Selected text Start Marker

Wednesday, December 18, 2013

Now Here's An Interesting Idea

At a time when workers' rights are under constant attack, dangerous, Draconian, Orwellian and unconstitutional measures have been passed in Alberta that not only strip away the arbitration rights of public servants, but also limit their freedom of speech.

First, to the 'less contentious' of the two bills recently passed by Alison Redford's Conservative government. In Alberta, strikes by the Alberta Union of Provincial Employees, who have been without a contract since last March, are forbidden. However, recently passed Bill 46 removes the underpinnings enjoyed by most unions where strikes are prohibited: binding arbitration. With the removal of that right, Redford's government will now be able to impose the following after the negotiation deadline of January 31:

... a legislated four-year deal with no increases over the first two years and one-per-cent increases in each of the next two would come into effect.

However, there are even more grievous measures contained in companion Bill 45, ostensibly legislation to introduce a more comprehensive range of measures that can be applied when there is an illegal strike or threat of an illegal strike that goes much further.

Selected text End Marker

» **What the task requires**
Copy the whole text about Alberta's Bills 45 and 46 word for word.

Study material Start Marker

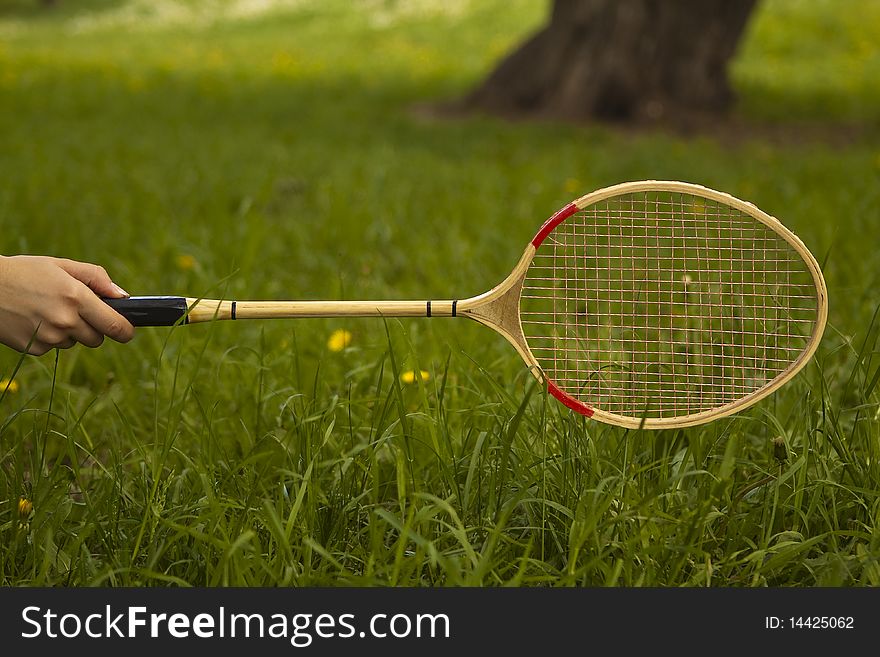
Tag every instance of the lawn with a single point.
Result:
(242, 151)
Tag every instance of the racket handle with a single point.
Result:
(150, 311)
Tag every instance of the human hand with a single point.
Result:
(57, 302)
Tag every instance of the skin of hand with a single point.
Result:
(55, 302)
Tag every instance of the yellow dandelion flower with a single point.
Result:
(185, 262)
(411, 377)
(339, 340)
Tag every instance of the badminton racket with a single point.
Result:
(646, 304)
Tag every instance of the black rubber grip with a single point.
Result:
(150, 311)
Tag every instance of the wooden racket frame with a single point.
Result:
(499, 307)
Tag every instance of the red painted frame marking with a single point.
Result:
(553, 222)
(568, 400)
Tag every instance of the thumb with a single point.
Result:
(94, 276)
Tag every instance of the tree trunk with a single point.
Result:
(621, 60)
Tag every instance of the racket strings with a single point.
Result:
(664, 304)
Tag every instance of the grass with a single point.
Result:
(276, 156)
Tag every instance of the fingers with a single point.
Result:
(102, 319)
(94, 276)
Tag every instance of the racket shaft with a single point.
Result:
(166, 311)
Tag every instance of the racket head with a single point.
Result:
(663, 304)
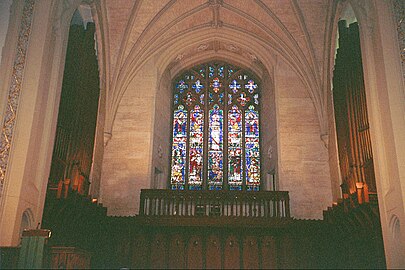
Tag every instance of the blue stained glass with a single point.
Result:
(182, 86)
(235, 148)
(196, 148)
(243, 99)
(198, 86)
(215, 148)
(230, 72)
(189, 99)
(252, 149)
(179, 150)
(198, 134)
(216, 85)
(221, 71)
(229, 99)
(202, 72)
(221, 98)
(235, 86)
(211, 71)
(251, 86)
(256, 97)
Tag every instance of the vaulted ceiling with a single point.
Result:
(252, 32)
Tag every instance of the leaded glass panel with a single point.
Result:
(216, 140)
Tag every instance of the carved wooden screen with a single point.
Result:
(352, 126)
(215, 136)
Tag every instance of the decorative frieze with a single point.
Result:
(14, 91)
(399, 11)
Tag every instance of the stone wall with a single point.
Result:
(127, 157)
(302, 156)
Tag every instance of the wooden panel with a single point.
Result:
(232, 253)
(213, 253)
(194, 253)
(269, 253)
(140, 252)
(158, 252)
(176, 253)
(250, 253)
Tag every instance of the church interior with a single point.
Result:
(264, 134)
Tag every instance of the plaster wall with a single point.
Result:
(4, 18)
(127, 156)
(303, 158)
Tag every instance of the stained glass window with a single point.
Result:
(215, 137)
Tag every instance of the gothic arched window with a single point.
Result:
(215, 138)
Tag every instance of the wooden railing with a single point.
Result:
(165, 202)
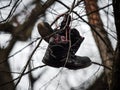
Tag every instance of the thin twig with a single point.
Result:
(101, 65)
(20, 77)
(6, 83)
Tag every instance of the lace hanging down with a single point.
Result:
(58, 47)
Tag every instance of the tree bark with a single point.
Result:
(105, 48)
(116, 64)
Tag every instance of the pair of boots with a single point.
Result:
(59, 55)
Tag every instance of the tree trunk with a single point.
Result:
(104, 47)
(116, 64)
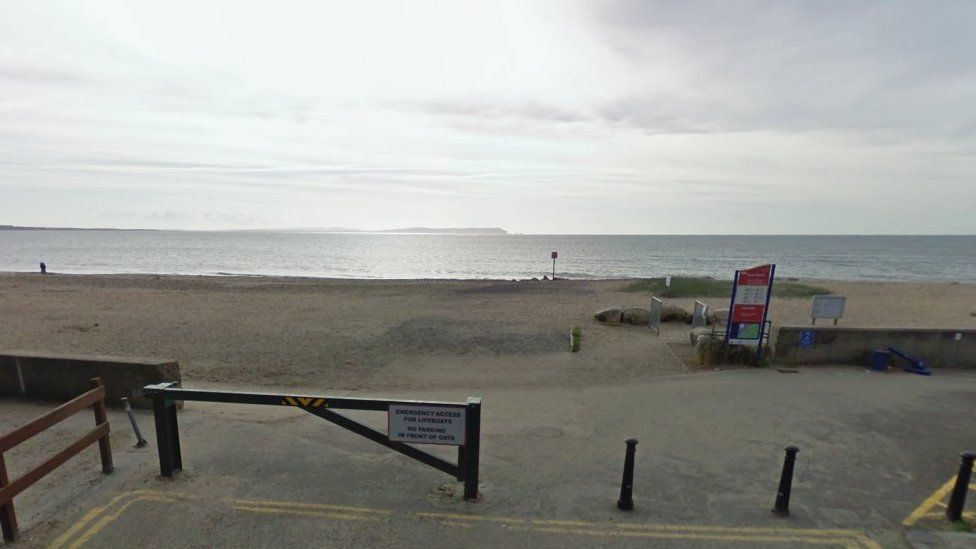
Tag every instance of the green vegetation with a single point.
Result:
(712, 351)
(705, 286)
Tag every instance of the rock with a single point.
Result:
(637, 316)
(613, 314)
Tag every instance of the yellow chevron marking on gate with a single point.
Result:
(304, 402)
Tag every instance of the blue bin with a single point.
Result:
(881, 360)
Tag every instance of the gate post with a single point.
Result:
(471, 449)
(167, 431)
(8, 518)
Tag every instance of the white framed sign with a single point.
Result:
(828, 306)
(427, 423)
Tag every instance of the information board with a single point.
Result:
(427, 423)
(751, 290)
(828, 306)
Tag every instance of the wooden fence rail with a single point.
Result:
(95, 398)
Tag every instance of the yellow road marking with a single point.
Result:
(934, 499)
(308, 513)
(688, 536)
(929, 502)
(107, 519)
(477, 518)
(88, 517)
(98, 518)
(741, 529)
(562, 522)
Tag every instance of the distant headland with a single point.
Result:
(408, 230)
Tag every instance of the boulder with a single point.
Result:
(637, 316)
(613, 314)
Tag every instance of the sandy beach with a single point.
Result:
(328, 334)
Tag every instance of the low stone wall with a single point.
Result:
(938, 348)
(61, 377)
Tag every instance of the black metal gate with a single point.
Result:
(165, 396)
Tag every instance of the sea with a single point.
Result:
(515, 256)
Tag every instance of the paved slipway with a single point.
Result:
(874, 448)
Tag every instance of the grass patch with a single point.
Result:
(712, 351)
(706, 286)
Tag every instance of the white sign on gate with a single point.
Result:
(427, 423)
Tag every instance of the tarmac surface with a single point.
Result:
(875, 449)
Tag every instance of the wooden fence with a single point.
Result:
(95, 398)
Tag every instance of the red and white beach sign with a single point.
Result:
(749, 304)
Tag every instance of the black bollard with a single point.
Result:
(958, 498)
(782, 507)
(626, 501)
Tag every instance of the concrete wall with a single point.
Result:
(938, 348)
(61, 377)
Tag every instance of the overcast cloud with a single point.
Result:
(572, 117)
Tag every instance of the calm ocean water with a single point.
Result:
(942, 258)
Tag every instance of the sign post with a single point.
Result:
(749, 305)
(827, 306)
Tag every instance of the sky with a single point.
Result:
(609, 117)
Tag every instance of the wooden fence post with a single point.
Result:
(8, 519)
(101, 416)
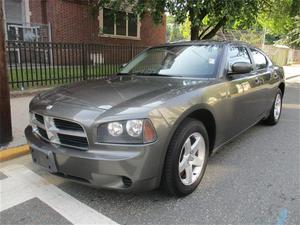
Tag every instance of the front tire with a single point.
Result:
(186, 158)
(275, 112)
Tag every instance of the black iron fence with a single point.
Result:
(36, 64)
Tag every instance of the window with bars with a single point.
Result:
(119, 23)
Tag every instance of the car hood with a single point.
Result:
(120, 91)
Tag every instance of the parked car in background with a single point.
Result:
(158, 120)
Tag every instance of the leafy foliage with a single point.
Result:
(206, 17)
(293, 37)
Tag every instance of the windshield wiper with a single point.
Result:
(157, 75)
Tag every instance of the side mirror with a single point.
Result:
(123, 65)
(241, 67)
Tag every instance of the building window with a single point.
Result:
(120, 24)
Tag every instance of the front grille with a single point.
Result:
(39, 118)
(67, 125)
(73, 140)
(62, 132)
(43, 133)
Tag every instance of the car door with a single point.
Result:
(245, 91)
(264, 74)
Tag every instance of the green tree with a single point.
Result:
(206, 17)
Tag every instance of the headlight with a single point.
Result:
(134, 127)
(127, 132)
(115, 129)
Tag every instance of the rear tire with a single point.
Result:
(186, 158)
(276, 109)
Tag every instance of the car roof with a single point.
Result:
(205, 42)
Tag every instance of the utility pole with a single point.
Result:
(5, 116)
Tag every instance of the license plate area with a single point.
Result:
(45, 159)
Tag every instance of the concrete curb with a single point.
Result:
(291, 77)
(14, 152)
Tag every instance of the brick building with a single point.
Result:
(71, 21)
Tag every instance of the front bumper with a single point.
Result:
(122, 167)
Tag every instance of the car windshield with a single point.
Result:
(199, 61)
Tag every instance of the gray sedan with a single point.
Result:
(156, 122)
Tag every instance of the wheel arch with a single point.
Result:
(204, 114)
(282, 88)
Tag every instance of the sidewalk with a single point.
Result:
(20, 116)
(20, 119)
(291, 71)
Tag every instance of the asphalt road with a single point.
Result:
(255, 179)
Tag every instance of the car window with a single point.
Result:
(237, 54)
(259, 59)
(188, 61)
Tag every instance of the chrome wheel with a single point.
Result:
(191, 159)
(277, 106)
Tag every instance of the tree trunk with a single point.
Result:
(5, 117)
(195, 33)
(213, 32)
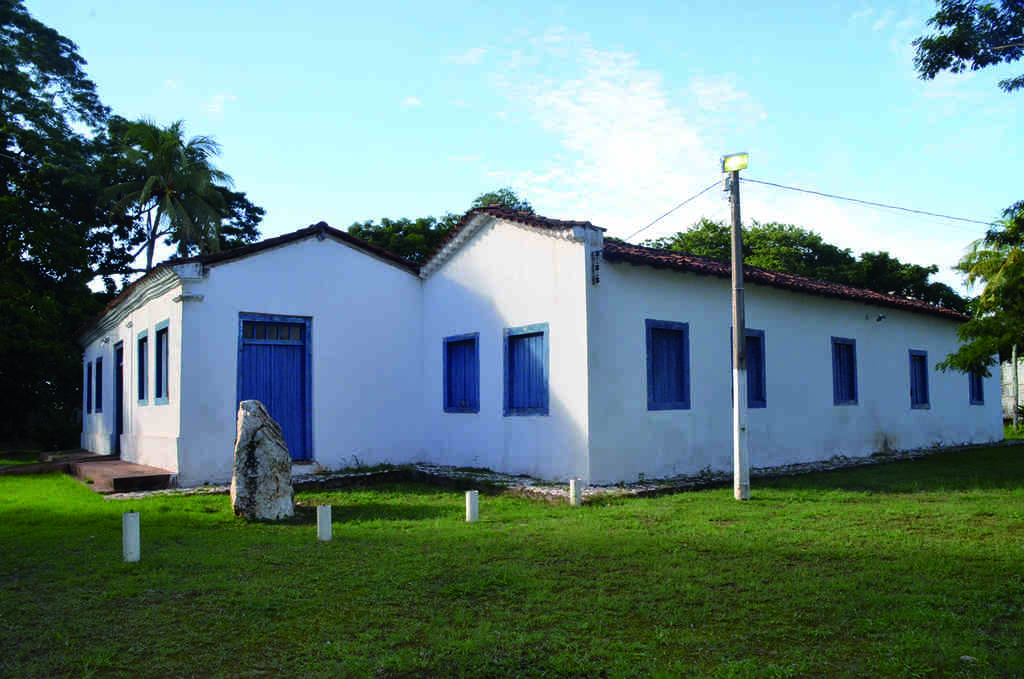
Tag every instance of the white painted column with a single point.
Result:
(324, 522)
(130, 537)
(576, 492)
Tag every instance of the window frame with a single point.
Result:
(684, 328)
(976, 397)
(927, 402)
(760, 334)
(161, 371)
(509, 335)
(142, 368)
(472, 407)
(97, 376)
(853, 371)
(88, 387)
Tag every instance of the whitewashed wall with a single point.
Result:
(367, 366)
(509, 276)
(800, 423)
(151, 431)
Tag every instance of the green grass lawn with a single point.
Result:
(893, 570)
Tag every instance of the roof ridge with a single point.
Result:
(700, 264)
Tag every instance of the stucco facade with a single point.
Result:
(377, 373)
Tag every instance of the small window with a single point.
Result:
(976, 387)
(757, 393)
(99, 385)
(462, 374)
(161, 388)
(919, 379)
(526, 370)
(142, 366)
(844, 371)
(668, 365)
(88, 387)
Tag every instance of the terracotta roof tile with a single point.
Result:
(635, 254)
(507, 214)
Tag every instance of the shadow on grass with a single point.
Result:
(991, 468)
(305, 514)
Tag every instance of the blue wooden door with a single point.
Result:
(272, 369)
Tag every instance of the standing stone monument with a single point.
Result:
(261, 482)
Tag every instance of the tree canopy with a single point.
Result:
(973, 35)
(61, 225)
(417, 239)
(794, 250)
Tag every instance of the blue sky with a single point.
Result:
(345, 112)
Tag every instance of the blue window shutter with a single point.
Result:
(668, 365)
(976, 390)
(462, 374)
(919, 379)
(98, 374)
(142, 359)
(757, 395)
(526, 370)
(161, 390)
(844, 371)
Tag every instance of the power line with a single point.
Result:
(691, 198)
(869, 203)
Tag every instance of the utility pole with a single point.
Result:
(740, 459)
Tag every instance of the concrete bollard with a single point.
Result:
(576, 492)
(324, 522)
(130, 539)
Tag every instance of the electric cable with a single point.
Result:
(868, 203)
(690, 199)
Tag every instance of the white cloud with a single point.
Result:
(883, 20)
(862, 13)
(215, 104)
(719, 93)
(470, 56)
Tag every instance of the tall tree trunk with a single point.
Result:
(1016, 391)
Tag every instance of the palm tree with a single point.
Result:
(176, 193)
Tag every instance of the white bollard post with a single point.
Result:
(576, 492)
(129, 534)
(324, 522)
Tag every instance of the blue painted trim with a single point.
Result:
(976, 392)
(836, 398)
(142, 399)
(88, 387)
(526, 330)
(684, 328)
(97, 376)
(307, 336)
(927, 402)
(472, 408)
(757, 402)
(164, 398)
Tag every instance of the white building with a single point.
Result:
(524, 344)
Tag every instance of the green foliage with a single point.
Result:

Study material End Marker

» **Solution for this exercise**
Wednesday, December 18, 2013

Now Here's An Interesting Idea

At a time when workers' rights are under constant attack, dangerous, Draconian, Orwellian and unconstitutional measures have been passed in Alberta that not only strip away the arbitration rights of public servants, but also limit their freedom of speech.

First, to the 'less contentious' of the two bills recently passed by Alison Redford's Conservative government. In Alberta, strikes by the Alberta Union of Provincial Employees, who have been without a contract since last March, are forbidden. However, recently passed Bill 46 removes the underpinnings enjoyed by most unions where strikes are prohibited: binding arbitration. With the removal of that right, Redford's government will now be able to impose the following after the negotiation deadline of January 31:

... a legislated four-year deal with no increases over the first two years and one-per-cent increases in each of the next two would come into effect.

However, there are even more grievous measures contained in companion Bill 45, ostensibly legislation to introduce a more comprehensive range of measures that can be applied when there is an illegal strike or threat of an illegal strike that goes much further.